╭─ Text passage

Many passengers were already pulling their blinds fast, shutting the outside out from the inside. The bus assumed an induced darkness at once. My window was locked but I did not draw the blinds fast.

‘This is to ensure that the central air conditioning system performs well. Two, you’re not allowed to make or take any calls on this trip. I cannot compel you not to but if you do, this coach will stop where there are military checkpoints and they will take your phone from you. You will never get it back.’  Before I turned my phone off, I signalled to him. He ignored me but I turned the phone off nevertheless. The thought that those stupid soldiers were going to take my phone off me was not appealing at all: I had planned to browse and read my bible all night. Oops. ‘Three, there’s a toilet at the end of this aisle. It’s only designed for light use. Please do not defecate or drop paper in it’.

I tried to look in the other faces to see if anyone was uncomfortable with this but the faces were not visible. So, what if I have some business to attend to in the middle of the night, I was thinking.  ‘If there’s a serious case we’re likely to stop for you, but you shouldn’t count on it’. What about the bag just behind me filled with guns and bullets, I was still thinking to ask him but before I did, he had slinked off into the cabin.  I was not to know that before he made the announcement he had set up the video and television.  As if we were in a theatre for the premier of an important movie, all the lights went off.  Two TV sets mounted near the roof of the coach fluttered to life. All at once, our eyes shifted from our nearly induced early slumber and were riveted on the sets – it was a local movie, a ‘home’ video. Since the conductor was no longer there, couldn’t this be my chance to see what was in that bag behind me? Yes, yes it should be!  What if there were actually guns and bullets, to be used to finish us off at a designated point in the dead of night?  I might as well just nick a couple to defend myself mightn’t I? What if I get caught in the act? But what if there were no guns and bullets in that bag? I would likely be given the beating of my life and get thrown off the vehicle in the dead of night.

╰─
╭─ Dataset

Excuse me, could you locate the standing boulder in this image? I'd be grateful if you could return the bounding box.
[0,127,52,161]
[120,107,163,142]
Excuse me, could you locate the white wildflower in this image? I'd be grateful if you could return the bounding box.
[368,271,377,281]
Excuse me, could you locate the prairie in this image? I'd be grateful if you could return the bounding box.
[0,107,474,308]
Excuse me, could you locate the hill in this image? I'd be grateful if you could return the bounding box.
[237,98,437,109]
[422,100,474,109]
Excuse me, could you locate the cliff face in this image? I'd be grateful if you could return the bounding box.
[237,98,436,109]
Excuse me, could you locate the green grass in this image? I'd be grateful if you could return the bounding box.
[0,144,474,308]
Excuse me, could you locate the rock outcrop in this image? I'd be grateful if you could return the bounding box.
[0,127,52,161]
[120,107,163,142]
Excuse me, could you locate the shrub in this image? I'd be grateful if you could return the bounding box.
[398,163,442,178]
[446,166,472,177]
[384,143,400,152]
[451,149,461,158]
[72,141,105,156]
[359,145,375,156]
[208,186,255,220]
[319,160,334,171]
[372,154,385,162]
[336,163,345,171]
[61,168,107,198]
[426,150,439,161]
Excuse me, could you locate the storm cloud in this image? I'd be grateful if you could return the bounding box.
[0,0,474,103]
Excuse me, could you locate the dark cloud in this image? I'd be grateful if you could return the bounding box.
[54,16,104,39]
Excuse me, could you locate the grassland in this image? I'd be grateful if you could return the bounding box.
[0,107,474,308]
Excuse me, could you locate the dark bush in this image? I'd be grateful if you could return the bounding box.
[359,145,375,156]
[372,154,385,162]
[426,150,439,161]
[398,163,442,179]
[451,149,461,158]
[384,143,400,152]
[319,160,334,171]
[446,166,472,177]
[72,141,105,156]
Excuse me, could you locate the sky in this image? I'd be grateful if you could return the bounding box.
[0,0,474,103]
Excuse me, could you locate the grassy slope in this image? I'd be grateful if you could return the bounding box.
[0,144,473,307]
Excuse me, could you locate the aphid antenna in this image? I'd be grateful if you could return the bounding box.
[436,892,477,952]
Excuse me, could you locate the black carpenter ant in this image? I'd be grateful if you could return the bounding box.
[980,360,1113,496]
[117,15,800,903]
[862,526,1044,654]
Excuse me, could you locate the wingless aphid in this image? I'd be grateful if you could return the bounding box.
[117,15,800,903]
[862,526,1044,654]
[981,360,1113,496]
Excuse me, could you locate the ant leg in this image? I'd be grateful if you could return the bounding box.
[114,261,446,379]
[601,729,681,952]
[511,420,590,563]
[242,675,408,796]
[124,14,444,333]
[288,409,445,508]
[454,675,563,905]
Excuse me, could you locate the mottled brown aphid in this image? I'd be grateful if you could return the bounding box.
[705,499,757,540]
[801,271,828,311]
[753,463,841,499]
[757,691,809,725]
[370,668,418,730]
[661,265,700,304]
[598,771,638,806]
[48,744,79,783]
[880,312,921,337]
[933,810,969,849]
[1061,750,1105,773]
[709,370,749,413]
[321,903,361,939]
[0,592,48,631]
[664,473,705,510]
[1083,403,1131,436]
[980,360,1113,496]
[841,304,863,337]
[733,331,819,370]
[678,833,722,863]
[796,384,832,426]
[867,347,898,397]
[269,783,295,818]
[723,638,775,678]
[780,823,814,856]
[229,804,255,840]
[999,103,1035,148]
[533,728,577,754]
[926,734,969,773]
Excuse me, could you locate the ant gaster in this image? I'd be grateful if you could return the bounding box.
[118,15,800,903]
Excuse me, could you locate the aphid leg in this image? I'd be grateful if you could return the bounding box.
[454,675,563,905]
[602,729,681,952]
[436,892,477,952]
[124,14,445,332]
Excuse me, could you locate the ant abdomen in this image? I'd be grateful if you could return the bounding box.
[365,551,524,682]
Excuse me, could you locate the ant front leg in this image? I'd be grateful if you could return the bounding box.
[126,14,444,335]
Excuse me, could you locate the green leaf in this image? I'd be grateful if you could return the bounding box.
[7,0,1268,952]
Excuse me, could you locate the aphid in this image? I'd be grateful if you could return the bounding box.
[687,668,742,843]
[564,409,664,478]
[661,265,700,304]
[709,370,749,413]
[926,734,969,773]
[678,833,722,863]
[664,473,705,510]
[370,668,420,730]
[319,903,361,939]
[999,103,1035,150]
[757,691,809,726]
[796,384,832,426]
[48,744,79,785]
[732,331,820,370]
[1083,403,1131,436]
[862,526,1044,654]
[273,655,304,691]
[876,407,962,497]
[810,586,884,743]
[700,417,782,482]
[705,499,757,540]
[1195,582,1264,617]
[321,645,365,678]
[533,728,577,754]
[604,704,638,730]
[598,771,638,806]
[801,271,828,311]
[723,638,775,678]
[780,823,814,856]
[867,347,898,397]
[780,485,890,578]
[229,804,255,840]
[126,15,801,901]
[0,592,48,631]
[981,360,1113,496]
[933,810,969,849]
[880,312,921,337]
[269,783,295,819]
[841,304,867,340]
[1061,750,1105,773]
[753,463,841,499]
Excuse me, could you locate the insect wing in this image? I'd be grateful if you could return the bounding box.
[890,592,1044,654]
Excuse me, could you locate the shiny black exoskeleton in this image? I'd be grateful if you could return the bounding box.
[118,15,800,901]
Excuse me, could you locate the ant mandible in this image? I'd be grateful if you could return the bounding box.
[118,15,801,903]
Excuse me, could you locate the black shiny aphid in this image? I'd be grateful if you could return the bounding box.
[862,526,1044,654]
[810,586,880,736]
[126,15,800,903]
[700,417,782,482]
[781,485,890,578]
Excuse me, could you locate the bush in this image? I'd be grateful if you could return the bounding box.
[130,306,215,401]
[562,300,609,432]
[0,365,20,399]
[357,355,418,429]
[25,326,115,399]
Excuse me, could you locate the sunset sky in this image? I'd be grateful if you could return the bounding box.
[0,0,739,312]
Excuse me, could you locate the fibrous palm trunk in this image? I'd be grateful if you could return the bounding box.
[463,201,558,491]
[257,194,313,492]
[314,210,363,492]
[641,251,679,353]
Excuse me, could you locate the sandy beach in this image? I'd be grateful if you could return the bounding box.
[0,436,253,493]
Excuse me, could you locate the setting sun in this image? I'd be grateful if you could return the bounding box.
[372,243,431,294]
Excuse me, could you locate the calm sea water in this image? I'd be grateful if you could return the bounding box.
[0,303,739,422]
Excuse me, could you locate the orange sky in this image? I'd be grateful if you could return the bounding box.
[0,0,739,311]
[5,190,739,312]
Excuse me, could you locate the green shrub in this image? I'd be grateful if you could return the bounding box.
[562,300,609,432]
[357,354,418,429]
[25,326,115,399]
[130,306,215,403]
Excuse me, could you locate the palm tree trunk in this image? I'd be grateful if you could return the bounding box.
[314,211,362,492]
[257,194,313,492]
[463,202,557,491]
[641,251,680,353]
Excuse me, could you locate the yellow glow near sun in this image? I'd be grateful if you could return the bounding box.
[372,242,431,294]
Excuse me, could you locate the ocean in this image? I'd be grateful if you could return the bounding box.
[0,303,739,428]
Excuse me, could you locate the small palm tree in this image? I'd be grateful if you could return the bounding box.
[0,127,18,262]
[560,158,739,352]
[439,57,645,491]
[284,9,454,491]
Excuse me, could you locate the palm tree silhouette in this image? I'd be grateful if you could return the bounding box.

╰─

Directions:
Answer these questions from the bus trip passage:
1. According to the announcement, what will happen at military checkpoints to the phone of a passenger who makes or takes a call?
2. What kind of use is the toilet at the end of the aisle designed for?
3. What was shown on the TV sets mounted near the roof of the coach?

Task output:
1. The coach will stop, and the soldiers will take the phone, which the passenger will never get back.
2. It is designed only for light use.
3. A local movie, a "home" video.